■ SOURCE TEXT ■
*** Begin section ***

Zen centers teaching Soto Zen offer shikantaza (“just sitting”) practice, which shares the open, non-selective quality of vipassana-style open monitoring. Secular meditation teachers increasingly distinguish between focused and open styles, allowing practitioners to understand the specific cognitive skills each cultivates.

Contemporary neuroscience research has generated substantial interest in open monitoring, particularly its effects on attention, creativity, emotional regulation, and brain network activity. EEG research shows that open monitoring meditation produces increases in gamma band activity, oscillations in the 30–100 Hz range that are associated with high-level information integration across the brain.

Common Misconceptions

Open monitoring is not simply relaxing or “zoning out.” It requires active meta-cognitive engagement—a sustained quality of alertness that differentiates it from passive mind-wandering or dissociation. The practice involves effort, though not the same effortful concentration required in focused attention meditation.

It is not a practice of thought suppression. Unlike some misconceptions about meditation that frame it as “emptying the mind,” open monitoring involves full acknowledgment of mental content. Thoughts are not problems to be solved but phenomena to be observed.

Almost every meditation tradition begins students with focused attention practice, and the neuroscience supports this. You need a baseline of attentional stability before you can sustain the open, panoramic awareness that OM requires. Many beginners attempt open monitoring prematurely and experience frustration or confusion, mistaking distraction for successful practice.

Open monitoring is not identical to mindfulness, though the terms are sometimes used interchangeably. Mindfulness meditation is a complex technique but most of its variants consist of a combination of two types of basic meditation practice: focused attention meditation (FAM) and open monitoring meditation (OMM). FAM and OMM are currently combined in mindfulness-based meditation. Contemporary mindfulness interventions typically integrate both focused and open monitoring approaches.

Finally, while open monitoring originates in Buddhist contemplative traditions, the secularized versions taught in clinical and scientific contexts are intentionally separated from Buddhist cosmology, ethics, and soteriological goals. This represents both an adaptation and a reduction of the traditional practice.

How to Begin

Start with FA. Almost every meditation tradition begins students with focused attention practice, and the neuroscience supports this. A common recommendation is to build a consistent FA practice for several weeks to months before introducing OM.

*** End section ***

In the text on open monitoring meditation, what frequency range is given for gamma band oscillations?

■ LISTED RECORDS ■
*** Begin section ***

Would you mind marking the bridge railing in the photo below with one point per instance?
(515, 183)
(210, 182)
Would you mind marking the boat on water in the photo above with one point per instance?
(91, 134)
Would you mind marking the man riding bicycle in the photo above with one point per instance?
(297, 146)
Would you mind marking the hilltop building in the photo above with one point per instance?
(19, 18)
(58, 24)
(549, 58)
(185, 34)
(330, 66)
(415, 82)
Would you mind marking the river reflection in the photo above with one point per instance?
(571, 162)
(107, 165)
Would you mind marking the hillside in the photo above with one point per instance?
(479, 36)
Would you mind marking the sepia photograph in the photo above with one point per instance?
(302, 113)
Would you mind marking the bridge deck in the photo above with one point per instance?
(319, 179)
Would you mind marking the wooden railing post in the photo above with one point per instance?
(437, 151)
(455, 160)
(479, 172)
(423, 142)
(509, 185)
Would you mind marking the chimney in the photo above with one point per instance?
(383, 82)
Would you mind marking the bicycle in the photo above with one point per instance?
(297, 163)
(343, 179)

*** End section ***
*** Begin section ***

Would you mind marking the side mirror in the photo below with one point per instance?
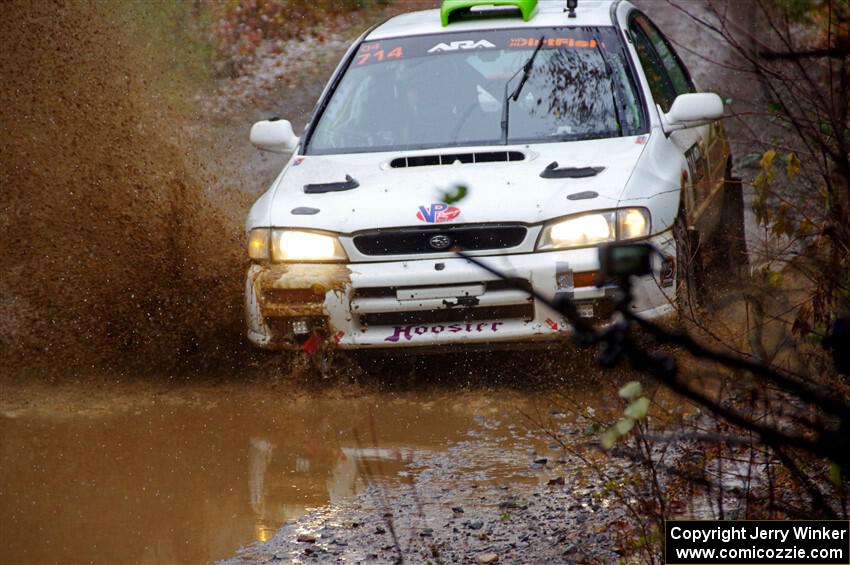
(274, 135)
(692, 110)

*** End section ***

■ SOLUTION BELOW ■
30–100 Hz